REQUIRED WORK »
(a) Copy the listing word for word, beginning at the line that contains "Could you point out the grass" and continuing through the last line of the listing.
(b) Pick up the git patch for the GitHub workflow files where it stops and keep writing it.

From d1fd64e7aa40d6a3c69cb21f7fd411a2a3141e04 Mon Sep 17 00:00:00 2001
From: Stas Bekman <stas00@users.noreply.github.com>
Date: Thu, 25 Nov 2021 00:15:35 -0800
Subject: [PATCH 07/15] clear ~/.cache/torch_extensions between builds (#14520)

---
 .github/workflows/self-nightly-scheduled.yml |  7 ++++---
 .github/workflows/self-push.yml              | 13 +++++++------
 .github/workflows/self-scheduled.yml         |  1 +
 3 files changed, 12 insertions(+), 9 deletions(-)

diff --git a/.github/workflows/self-nightly-scheduled.yml b/.github/workflows/self-nightly-scheduled.yml
index 6f76e9e8a39a83..93e9e317a0c9af 100644
--- a/.github/workflows/self-nightly-scheduled.yml
+++ b/.github/workflows/self-nightly-scheduled.yml
@@ -205,8 +205,9 @@ jobs:
                   apt -y update && apt install -y libaio-dev
                   pip install --upgrade pip
                   pip install --pre torch torchvision torchaudio -f https://download.pytorch.org/whl/nightly/cu111/torch_nightly.html -U
-                  pip install .[testing,deepspeed,fairscale]
-                  pip install git+https://github.com/microsoft/DeepSpeed
+                  rm -rf ~/.cache/torch_extensions/ # shared between conflicting builds
+                  pip install .[testing,fairscale]
+                  pip install git+https://github.com/microsoft/DeepSpeed # testing bleeding edge
 
             - name: Are GPUs recognized by our DL frameworks
               run: |
@@ -218,7 +219,7 @@ jobs:
             - name: Run all tests on GPU
               run: |
                   python -m pytest -n 1 -v --dist=loadfile --make-reports=tests_torch_cuda_extensions_multi_gpu tests/deepspeed tests/extended
- 
+
             - name: Failure short reports
               if: ${{ always() }}
               run: cat reports/tests_torch_cuda_extensions_multi_gpu_failures_short.txt
diff --git a/.github/workflows/self-push.yml b/.github/workflows/self-push.yml
index 57473f45b0e2f7..5d4218787f0cc8 100644
--- a/.github/workflows/self-push.yml
+++ b/.github/workflows/self-push.yml
@@ -50,7 +50,7 @@ jobs:
           python -c "import torch; print('Cuda version:', torch.version.cuda)"
           python -c "import torch; print('CuDNN version:', torch.backends.cudnn.version())"
           python -c "import torch; print('Number of GPUs available:', torch.cuda.device_count())"
-      
+
       - name: Fetch the tests to run
         run: |
           python utils/tests_fetcher.py --diff_with_last_commit | tee test_preparation.txt
@@ -105,7 +105,7 @@ jobs:
         run: |
           python -c "from jax.lib import xla_bridge; print('GPU available:', xla_bridge.get_backend().platform)"

EXERCISE MATERIALS »
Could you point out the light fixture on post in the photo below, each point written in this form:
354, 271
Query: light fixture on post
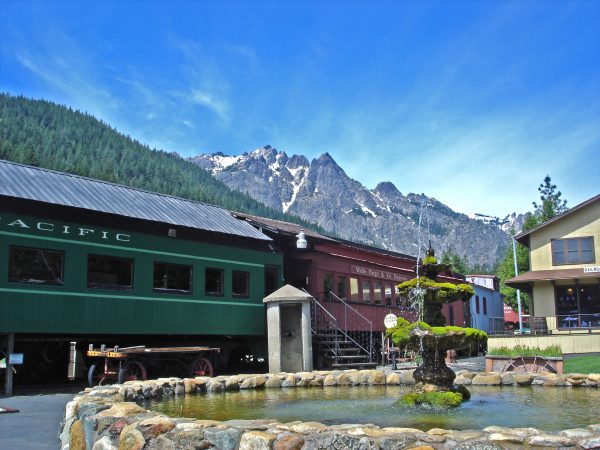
301, 242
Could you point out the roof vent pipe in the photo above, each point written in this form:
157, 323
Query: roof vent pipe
301, 242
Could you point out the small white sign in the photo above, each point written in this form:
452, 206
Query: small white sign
15, 358
390, 321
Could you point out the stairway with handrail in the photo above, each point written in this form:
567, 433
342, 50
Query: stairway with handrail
336, 347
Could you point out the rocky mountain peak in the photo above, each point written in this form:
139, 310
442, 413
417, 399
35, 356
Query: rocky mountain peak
387, 189
321, 192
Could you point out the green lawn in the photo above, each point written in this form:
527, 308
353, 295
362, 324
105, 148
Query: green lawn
582, 364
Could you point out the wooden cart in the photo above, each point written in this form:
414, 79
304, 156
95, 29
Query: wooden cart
118, 365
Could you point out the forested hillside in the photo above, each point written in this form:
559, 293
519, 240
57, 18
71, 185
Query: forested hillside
44, 134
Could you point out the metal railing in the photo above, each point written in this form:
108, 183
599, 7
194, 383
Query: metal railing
326, 327
367, 325
559, 324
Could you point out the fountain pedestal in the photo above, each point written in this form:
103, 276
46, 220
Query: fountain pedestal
431, 338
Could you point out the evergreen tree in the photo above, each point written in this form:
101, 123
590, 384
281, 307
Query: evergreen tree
551, 205
41, 133
506, 268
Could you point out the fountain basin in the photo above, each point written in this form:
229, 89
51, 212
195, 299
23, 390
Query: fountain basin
110, 414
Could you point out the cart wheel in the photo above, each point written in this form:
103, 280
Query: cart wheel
132, 370
201, 367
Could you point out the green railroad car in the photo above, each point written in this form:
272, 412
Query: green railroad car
92, 262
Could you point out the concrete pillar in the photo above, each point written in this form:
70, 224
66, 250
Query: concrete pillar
289, 330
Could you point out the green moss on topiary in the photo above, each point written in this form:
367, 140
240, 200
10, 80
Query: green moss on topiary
442, 399
403, 331
429, 259
435, 291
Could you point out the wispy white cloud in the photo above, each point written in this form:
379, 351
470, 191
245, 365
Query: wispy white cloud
67, 72
207, 100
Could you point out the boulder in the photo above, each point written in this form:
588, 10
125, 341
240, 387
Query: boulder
407, 378
462, 381
308, 427
273, 382
223, 439
106, 443
289, 381
152, 427
576, 433
330, 380
550, 440
124, 409
77, 435
393, 379
288, 441
344, 379
131, 438
256, 440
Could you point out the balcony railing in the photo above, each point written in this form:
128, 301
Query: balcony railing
559, 324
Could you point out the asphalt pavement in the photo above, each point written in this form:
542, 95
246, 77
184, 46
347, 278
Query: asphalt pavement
36, 424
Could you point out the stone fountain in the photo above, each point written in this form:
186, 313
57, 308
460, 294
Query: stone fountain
429, 335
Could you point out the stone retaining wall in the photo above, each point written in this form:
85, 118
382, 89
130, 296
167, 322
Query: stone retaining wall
108, 417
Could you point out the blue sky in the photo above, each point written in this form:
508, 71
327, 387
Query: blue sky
470, 102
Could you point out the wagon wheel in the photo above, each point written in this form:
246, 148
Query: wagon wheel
132, 370
201, 367
97, 377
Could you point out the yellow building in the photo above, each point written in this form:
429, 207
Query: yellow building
564, 280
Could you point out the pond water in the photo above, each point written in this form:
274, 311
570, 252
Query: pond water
549, 409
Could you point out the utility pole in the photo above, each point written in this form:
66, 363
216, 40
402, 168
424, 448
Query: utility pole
518, 290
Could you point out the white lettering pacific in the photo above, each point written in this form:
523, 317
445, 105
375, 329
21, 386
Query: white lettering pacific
49, 227
44, 226
18, 223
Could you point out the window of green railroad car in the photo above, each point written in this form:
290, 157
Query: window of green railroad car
366, 285
327, 285
377, 294
213, 282
35, 265
110, 272
354, 292
389, 289
240, 284
342, 287
175, 278
271, 282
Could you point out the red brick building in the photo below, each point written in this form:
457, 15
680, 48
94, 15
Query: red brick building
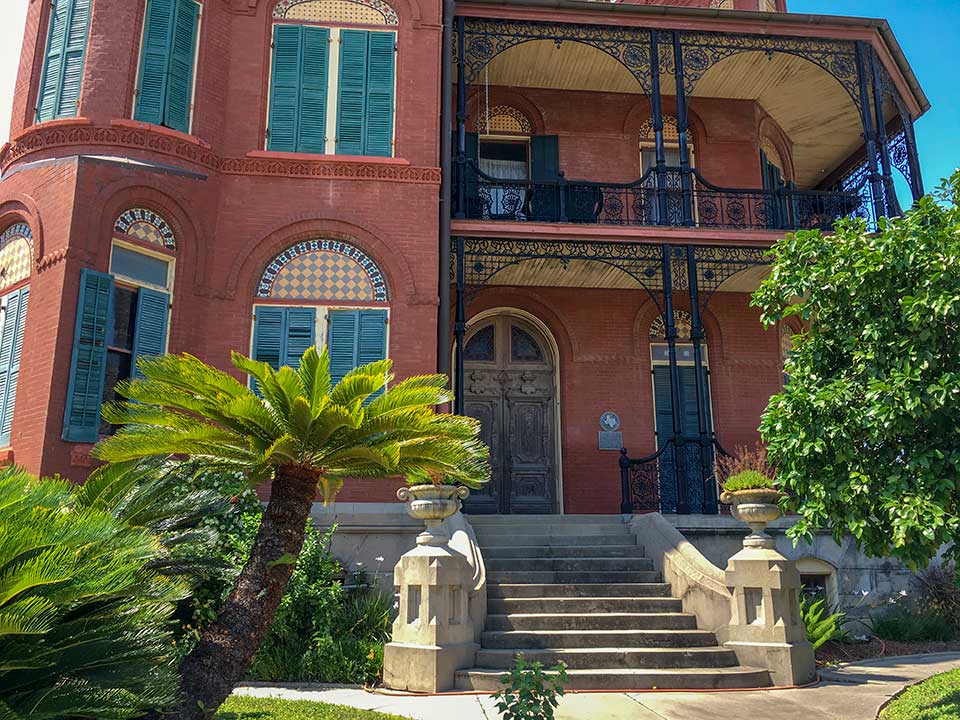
393, 177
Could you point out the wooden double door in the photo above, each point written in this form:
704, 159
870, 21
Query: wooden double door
509, 385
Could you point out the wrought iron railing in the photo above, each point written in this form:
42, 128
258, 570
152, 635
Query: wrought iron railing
484, 197
678, 477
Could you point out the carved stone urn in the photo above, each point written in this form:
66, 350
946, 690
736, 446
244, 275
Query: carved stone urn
433, 504
756, 507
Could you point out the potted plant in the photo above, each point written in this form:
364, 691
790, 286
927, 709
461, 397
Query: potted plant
750, 488
432, 502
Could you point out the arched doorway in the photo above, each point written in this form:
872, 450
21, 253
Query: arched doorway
510, 386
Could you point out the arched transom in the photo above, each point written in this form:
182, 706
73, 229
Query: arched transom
318, 270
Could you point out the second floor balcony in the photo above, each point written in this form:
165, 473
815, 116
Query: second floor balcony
568, 122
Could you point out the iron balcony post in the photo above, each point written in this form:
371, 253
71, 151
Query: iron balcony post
656, 110
703, 412
876, 187
682, 120
460, 328
683, 506
461, 121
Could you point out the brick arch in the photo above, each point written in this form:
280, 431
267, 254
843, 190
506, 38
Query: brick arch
247, 270
23, 209
505, 96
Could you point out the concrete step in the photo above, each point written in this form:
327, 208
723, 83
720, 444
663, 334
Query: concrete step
494, 552
613, 658
633, 679
573, 576
570, 564
550, 639
592, 621
503, 589
507, 606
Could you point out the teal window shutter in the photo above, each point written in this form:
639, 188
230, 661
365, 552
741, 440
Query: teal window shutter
81, 419
314, 68
365, 103
11, 346
62, 74
283, 125
378, 131
281, 335
183, 52
343, 329
166, 63
150, 327
155, 61
352, 92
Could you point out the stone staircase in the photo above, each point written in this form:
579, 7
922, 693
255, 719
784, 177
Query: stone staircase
578, 589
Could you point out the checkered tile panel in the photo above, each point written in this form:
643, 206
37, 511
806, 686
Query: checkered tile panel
323, 276
15, 257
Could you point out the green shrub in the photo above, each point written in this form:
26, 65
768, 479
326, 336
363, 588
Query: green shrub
822, 624
84, 617
748, 480
913, 624
530, 692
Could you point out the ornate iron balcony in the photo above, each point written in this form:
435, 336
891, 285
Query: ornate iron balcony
641, 202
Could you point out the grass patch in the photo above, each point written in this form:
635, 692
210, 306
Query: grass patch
240, 707
936, 698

TASK RESULTS »
(a)
Could you point out the grass patch in the photo above, each point written in this form:
635, 692
210, 306
Query: grass patch
240, 707
936, 698

(b)
           python -c "import jax; print('Number of GPUs available:', len(jax.local_devices()))"
-      
+
       - name: Fetch the tests to run
         run: |
           python utils/tests_fetcher.py --diff_with_last_commit | tee test_preparation.txt
@@ -203,7 +203,7 @@ jobs:
           apt install -y libsndfile1-dev
           pip install --upgrade pip
           pip install .[sklearn,testing,onnxruntime,sentencepiece,torch-speech,vision,timm]
-      
+
       - name: Launcher docker
         uses: actions/checkout@v2
         with:
@@ -277,7 +277,7 @@ jobs:
 #        run: |
 #          python -c "from jax.lib import xla_bridge; print('GPU available:', xla_bridge.get_backend().platform)"
 #          python -c "import jax; print('Number of GPUs available:', len(jax.local_devices()))"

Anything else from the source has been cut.